Your answer is the lines from the one that has "Expected output, for every instance of the muffin stack, the" through the last line of the records below, retyped exactly and alone.

Segment Start: Records for the task

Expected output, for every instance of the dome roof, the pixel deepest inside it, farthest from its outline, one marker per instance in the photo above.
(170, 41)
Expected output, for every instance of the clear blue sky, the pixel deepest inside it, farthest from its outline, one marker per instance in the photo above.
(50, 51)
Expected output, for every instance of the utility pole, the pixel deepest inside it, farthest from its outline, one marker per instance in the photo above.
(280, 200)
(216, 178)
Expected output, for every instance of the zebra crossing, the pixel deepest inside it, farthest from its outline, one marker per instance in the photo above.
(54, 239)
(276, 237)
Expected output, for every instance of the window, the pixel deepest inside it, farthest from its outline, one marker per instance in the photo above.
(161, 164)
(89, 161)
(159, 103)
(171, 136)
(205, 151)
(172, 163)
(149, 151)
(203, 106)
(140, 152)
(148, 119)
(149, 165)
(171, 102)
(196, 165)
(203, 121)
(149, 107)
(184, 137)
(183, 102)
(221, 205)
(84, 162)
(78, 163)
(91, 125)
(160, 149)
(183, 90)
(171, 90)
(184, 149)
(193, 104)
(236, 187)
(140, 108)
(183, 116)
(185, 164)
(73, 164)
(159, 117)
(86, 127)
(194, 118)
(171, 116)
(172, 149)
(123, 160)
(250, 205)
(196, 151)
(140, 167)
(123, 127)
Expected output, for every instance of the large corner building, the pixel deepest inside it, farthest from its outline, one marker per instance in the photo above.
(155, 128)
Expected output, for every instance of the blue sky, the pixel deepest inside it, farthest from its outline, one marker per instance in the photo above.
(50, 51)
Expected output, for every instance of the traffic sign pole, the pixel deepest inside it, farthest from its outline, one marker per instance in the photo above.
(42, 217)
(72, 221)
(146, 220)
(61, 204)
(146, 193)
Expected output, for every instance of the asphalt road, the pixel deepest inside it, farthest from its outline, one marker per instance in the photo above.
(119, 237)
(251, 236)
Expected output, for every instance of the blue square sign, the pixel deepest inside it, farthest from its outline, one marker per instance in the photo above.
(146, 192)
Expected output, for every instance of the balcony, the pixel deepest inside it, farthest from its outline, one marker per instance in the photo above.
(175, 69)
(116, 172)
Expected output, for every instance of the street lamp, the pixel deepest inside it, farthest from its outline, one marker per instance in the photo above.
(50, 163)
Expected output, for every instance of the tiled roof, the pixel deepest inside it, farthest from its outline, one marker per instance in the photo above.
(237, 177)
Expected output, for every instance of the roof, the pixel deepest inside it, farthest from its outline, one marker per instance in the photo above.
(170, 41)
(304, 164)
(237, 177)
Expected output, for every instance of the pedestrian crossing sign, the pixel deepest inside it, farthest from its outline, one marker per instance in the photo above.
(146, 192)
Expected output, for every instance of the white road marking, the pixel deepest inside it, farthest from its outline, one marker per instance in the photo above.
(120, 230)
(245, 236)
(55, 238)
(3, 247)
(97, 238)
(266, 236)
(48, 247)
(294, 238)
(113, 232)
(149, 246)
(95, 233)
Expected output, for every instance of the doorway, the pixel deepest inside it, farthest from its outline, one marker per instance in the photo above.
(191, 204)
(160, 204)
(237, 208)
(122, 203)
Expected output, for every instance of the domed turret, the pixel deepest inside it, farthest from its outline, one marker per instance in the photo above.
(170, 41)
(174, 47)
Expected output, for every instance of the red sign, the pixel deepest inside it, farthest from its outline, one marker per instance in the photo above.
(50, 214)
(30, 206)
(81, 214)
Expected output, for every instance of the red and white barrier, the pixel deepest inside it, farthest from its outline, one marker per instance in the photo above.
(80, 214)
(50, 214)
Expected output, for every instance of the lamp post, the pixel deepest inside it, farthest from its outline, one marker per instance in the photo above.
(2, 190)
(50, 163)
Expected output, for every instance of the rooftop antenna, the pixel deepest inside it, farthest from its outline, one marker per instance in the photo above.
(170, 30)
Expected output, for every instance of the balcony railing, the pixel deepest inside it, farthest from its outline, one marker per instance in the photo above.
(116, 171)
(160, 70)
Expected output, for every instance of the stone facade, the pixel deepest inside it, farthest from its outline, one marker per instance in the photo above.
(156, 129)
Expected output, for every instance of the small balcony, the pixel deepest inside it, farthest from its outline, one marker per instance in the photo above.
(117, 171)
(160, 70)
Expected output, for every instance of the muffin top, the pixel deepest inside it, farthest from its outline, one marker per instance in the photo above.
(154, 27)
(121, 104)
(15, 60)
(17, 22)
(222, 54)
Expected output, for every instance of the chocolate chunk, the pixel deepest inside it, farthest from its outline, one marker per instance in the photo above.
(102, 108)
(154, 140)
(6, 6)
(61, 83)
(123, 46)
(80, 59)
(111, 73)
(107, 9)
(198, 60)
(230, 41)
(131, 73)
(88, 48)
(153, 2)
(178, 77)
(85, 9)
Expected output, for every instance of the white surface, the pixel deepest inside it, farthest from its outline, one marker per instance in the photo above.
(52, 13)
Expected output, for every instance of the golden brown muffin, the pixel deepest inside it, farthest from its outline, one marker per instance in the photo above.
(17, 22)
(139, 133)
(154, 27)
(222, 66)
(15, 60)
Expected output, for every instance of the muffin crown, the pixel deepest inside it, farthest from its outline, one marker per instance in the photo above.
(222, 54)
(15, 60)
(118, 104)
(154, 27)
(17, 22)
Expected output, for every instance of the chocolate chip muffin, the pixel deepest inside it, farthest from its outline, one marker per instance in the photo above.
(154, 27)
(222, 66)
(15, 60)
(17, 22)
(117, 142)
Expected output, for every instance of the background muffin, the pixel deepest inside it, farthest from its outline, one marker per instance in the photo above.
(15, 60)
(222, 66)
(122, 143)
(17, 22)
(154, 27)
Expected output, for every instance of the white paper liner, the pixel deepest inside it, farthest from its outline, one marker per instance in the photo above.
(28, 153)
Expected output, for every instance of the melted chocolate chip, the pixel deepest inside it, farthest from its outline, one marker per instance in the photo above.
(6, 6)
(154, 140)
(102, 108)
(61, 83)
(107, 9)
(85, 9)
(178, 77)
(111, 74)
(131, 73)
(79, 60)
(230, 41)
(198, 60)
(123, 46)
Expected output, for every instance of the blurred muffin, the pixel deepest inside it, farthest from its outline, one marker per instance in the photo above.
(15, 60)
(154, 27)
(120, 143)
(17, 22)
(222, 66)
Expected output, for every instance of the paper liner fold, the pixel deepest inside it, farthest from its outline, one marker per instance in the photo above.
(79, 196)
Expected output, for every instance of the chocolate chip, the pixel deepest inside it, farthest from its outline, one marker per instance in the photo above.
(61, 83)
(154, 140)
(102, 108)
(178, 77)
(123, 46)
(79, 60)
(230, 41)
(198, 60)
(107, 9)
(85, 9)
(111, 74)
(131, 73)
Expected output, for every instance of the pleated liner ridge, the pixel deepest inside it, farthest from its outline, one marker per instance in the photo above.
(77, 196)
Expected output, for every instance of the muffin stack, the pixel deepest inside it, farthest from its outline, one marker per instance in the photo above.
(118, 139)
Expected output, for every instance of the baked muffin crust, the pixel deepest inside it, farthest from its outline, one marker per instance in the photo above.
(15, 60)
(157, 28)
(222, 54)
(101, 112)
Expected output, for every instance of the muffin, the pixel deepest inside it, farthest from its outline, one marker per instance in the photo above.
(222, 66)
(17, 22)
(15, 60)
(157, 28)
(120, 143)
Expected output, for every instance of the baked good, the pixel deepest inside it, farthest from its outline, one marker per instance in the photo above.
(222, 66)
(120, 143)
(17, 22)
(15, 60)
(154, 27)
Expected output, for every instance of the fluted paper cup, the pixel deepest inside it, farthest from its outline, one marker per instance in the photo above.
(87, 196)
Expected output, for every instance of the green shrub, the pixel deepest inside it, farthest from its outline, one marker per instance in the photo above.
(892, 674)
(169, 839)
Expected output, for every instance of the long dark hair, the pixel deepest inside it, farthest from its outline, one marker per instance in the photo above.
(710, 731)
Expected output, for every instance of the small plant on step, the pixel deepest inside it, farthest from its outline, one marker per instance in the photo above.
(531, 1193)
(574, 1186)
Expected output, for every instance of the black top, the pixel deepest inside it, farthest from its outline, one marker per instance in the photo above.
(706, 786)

Segment End: Records for the task

Expected answer:
Expected output, for every instance of the muffin stack, the pixel deepest inside it, farthest from its outline, one marker per instance in the photo above.
(118, 139)
Expected output, for every instance of the baked muffin crust, the pixel deepest inside it, farthest from its outline, one marker per instance in the photo above.
(15, 60)
(157, 28)
(222, 54)
(101, 112)
Expected output, for every instance of the muffin, the pixel deepest inside it, farthest from its outline, one marker per instance in the photo above.
(222, 66)
(17, 22)
(15, 60)
(157, 28)
(120, 143)
Expected output, for every instance of the baked good, the pixel deepest inside it, farthest from its outline, one marker per instance in the photo above.
(222, 66)
(120, 143)
(17, 22)
(15, 60)
(154, 27)
Expected output, for every instance of the fluted paper cup, the pixel deepest inside it, farthest from its outline, one marker per instance in the photo above.
(87, 196)
Expected output, for every instance of the green shrub, the pixel deepest inside it, farthest from its outline, one marker per instance in the photo above.
(892, 674)
(169, 839)
Expected output, for every instance of the long dark hair, the pixel deepest inside it, farthest from its outline, one marker per instance in the photo above.
(710, 731)
Expected output, for every instance of the small plant on step, the pixel deepest inside it, farthest from its outline, one marker per instance in the photo above.
(531, 1193)
(574, 1186)
Expected output, for every instance of the black top, the pixel deepest inside it, farthest from its outline, one marker per instance in the photo above.
(706, 786)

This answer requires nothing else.